In which lines of the data does the string "tree" appear? Copy every one.

Data for the task: Begin

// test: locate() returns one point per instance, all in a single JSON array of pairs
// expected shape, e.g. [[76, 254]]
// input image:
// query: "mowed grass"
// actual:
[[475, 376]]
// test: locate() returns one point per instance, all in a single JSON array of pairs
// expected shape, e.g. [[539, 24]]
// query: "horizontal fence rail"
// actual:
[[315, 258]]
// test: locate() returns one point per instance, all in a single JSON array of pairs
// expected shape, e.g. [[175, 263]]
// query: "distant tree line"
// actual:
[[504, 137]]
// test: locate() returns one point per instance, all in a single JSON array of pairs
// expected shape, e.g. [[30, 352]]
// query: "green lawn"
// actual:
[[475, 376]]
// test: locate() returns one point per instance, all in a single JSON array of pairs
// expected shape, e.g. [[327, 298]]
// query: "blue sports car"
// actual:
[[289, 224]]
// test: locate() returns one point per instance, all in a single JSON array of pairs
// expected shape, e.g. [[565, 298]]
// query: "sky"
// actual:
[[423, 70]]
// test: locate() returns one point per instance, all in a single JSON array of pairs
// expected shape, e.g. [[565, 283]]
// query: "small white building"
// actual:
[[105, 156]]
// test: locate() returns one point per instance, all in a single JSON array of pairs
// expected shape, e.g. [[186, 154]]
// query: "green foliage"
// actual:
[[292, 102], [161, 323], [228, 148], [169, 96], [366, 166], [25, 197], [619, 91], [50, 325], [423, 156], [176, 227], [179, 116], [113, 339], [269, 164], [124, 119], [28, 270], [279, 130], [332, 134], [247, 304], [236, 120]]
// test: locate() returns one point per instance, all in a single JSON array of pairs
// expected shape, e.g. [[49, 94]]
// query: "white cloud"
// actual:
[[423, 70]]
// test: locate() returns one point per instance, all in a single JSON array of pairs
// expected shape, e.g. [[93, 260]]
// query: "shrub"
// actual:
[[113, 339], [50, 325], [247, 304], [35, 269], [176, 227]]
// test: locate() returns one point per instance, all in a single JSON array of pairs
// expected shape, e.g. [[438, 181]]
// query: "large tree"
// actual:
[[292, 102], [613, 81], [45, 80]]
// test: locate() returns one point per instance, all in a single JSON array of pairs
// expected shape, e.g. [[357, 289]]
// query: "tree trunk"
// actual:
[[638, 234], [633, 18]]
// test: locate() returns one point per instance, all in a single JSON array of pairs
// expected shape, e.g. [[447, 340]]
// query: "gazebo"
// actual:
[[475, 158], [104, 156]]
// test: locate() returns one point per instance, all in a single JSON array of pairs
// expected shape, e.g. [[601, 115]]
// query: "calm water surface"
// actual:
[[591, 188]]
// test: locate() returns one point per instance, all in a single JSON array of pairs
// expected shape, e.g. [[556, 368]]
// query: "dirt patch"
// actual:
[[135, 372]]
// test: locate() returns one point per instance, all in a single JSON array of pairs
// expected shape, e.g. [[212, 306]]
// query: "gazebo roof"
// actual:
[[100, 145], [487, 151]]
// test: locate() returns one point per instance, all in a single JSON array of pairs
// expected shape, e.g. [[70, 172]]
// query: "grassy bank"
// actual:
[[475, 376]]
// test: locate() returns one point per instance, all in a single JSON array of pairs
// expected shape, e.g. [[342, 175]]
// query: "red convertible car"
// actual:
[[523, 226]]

Data for the task: End

▶ **Your solution**
// query: "distant tree line"
// query: "large tree"
// query: "tree trunk"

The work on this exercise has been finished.